=== Challenge ===
Reproduce every item below in full, requests included, increasing each coordinate in the answer points by 9. The coordinates in the sample points within the requests stay as they are.

=== Coordinate annotation records ===
## Begin

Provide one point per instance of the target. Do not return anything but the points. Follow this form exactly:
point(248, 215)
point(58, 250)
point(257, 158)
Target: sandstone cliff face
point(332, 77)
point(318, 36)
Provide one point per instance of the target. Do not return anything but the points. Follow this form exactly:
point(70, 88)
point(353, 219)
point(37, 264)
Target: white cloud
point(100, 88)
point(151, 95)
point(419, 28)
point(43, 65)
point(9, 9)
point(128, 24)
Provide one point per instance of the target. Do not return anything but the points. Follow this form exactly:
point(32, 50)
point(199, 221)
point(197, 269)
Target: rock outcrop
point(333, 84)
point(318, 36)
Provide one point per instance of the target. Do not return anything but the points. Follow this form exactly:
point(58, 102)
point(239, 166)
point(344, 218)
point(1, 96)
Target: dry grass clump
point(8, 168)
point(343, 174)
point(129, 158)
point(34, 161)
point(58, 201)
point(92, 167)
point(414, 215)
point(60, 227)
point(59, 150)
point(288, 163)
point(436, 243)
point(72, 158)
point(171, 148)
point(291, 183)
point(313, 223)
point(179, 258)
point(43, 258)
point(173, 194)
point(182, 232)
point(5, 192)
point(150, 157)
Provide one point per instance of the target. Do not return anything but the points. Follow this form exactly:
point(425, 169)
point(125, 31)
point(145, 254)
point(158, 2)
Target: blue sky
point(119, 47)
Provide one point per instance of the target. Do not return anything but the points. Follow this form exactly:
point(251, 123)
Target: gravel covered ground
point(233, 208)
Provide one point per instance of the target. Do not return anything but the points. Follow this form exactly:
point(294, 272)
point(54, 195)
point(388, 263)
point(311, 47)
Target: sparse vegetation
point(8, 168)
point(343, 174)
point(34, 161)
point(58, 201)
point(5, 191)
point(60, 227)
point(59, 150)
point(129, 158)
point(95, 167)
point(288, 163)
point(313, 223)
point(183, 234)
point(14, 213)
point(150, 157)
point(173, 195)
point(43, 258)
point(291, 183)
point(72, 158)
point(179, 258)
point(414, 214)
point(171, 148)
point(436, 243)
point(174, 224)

## End

=== Finished exercise ===
Provide one point per instance of the target. Do not return anything but the points. Follow this form exactly:
point(248, 215)
point(58, 250)
point(257, 158)
Target: sandstone cliff face
point(341, 86)
point(327, 45)
Provide one point per instance of the target. Do not return anything but the points. Follow this form exactly:
point(70, 88)
point(353, 219)
point(37, 264)
Target: white cloud
point(109, 97)
point(160, 104)
point(428, 37)
point(52, 74)
point(18, 18)
point(137, 33)
Provide one point per instance of the target. Do not return anything but the points. Follow this form exactly:
point(32, 50)
point(199, 221)
point(197, 269)
Target: rock outcrop
point(342, 93)
point(327, 45)
Provide one point per instance of the target. Do not return anything but the points. Follow this form exactly:
point(58, 102)
point(239, 166)
point(344, 218)
point(1, 96)
Target: dry grass clump
point(17, 177)
point(352, 183)
point(138, 167)
point(43, 170)
point(67, 210)
point(101, 176)
point(423, 224)
point(69, 236)
point(68, 159)
point(297, 172)
point(445, 252)
point(81, 167)
point(180, 157)
point(300, 192)
point(322, 232)
point(188, 267)
point(52, 267)
point(182, 203)
point(191, 241)
point(14, 201)
point(159, 166)
Provide one point per instance of the target. Do not return anything but the points. Follow this form exactly:
point(425, 169)
point(125, 31)
point(145, 254)
point(158, 2)
Target: blue sky
point(128, 56)
Provide one point per instance of the target. Do not return anything but the points. Follow this form exactly:
point(251, 123)
Target: gravel covered ground
point(242, 217)
Provide one point per instance of the target. Do not return anything but the points. Follow this form exactly:
point(294, 272)
point(54, 195)
point(388, 263)
point(311, 47)
Target: sparse vegetation
point(17, 177)
point(352, 183)
point(43, 170)
point(67, 210)
point(14, 200)
point(69, 236)
point(68, 159)
point(138, 167)
point(104, 176)
point(297, 172)
point(322, 232)
point(192, 243)
point(23, 222)
point(159, 166)
point(182, 204)
point(52, 267)
point(300, 192)
point(81, 167)
point(188, 267)
point(423, 223)
point(180, 157)
point(445, 252)
point(183, 233)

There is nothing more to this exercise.